# The input start

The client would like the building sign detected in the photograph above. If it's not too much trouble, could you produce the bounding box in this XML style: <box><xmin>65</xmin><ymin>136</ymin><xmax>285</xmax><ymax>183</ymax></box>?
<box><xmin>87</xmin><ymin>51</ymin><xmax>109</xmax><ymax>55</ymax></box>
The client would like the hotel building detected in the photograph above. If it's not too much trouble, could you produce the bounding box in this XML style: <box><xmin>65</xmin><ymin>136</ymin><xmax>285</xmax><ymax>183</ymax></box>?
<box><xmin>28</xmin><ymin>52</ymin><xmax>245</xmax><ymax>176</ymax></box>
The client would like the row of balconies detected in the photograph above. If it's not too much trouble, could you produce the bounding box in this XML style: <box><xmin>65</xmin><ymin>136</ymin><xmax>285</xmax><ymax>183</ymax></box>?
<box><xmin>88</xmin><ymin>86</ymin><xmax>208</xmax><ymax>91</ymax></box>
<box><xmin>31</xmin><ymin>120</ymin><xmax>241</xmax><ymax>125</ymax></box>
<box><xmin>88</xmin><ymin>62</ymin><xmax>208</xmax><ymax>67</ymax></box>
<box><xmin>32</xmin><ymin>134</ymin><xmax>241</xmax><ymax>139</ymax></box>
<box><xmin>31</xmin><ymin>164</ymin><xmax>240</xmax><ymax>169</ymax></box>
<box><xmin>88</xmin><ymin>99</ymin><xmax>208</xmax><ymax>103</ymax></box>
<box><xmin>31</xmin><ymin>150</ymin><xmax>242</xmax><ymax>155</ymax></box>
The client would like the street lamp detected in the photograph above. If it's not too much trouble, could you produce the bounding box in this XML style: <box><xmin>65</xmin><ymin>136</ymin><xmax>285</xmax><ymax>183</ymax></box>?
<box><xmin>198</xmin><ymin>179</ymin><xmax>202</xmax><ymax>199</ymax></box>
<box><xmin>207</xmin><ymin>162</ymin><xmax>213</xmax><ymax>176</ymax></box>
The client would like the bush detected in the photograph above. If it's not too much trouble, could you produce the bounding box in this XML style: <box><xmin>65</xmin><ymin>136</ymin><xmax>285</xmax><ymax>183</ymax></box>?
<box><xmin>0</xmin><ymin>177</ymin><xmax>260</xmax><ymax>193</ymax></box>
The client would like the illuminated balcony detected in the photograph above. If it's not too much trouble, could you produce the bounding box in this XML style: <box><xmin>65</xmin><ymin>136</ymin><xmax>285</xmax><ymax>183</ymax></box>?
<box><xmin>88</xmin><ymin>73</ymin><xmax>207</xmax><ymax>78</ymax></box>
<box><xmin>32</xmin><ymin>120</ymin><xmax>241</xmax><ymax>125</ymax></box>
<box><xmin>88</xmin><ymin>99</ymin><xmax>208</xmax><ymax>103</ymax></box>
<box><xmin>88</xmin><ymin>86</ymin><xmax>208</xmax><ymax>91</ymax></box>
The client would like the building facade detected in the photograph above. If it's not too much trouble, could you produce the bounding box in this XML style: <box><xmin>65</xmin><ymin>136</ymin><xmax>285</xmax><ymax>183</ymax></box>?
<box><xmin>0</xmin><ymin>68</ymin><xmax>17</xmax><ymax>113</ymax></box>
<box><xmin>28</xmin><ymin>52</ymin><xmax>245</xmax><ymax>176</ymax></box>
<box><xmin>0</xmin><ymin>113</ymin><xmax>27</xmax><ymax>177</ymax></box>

# The input end

Your instructions:
Please set out all of the material above as a numbered list, one line per item, with blank lines left out.

Reply:
1. The client would like the building sign detected in the photograph above. If it's not too much trouble, could you produce the bounding box in this XML style: <box><xmin>65</xmin><ymin>136</ymin><xmax>285</xmax><ymax>183</ymax></box>?
2. <box><xmin>87</xmin><ymin>51</ymin><xmax>109</xmax><ymax>55</ymax></box>
3. The client would like the hotel building detected in the photograph above. If it's not too much trouble, could you produce the bounding box in this XML style: <box><xmin>65</xmin><ymin>136</ymin><xmax>285</xmax><ymax>183</ymax></box>?
4. <box><xmin>28</xmin><ymin>52</ymin><xmax>245</xmax><ymax>176</ymax></box>
5. The client would like the row of balconies detected in the photograph above. If it's not too much trouble, could you produce the bounding box in this XML style: <box><xmin>65</xmin><ymin>136</ymin><xmax>285</xmax><ymax>183</ymax></box>?
6. <box><xmin>88</xmin><ymin>86</ymin><xmax>208</xmax><ymax>91</ymax></box>
7. <box><xmin>31</xmin><ymin>120</ymin><xmax>241</xmax><ymax>125</ymax></box>
8. <box><xmin>88</xmin><ymin>62</ymin><xmax>208</xmax><ymax>67</ymax></box>
9. <box><xmin>32</xmin><ymin>134</ymin><xmax>241</xmax><ymax>139</ymax></box>
10. <box><xmin>31</xmin><ymin>164</ymin><xmax>240</xmax><ymax>169</ymax></box>
11. <box><xmin>88</xmin><ymin>99</ymin><xmax>208</xmax><ymax>103</ymax></box>
12. <box><xmin>31</xmin><ymin>150</ymin><xmax>242</xmax><ymax>155</ymax></box>
13. The client would like the street lamp detected in the photograph above. If it's not too much trouble, could you produce the bounding box in this XML style: <box><xmin>65</xmin><ymin>136</ymin><xmax>285</xmax><ymax>183</ymax></box>?
14. <box><xmin>198</xmin><ymin>179</ymin><xmax>202</xmax><ymax>199</ymax></box>
15. <box><xmin>207</xmin><ymin>162</ymin><xmax>213</xmax><ymax>176</ymax></box>
16. The client would like the bush detected in the photograph above. If it's not too much trouble, could you produce the bounding box in this XML style: <box><xmin>65</xmin><ymin>136</ymin><xmax>285</xmax><ymax>183</ymax></box>?
17. <box><xmin>0</xmin><ymin>177</ymin><xmax>260</xmax><ymax>193</ymax></box>
18. The client would like the illuminated balcony detected in the photograph above. If it's not too much trouble, could you produce the bounding box in this XML style: <box><xmin>65</xmin><ymin>136</ymin><xmax>285</xmax><ymax>183</ymax></box>?
19. <box><xmin>88</xmin><ymin>73</ymin><xmax>207</xmax><ymax>78</ymax></box>
20. <box><xmin>32</xmin><ymin>120</ymin><xmax>241</xmax><ymax>125</ymax></box>
21. <box><xmin>88</xmin><ymin>99</ymin><xmax>208</xmax><ymax>103</ymax></box>
22. <box><xmin>88</xmin><ymin>86</ymin><xmax>208</xmax><ymax>91</ymax></box>
23. The client would like the building facade detected in the photograph above. If it's not too much trouble, could you produce the bounding box in this XML style: <box><xmin>65</xmin><ymin>136</ymin><xmax>285</xmax><ymax>183</ymax></box>?
24. <box><xmin>0</xmin><ymin>68</ymin><xmax>17</xmax><ymax>113</ymax></box>
25. <box><xmin>28</xmin><ymin>52</ymin><xmax>245</xmax><ymax>176</ymax></box>
26. <box><xmin>0</xmin><ymin>113</ymin><xmax>27</xmax><ymax>177</ymax></box>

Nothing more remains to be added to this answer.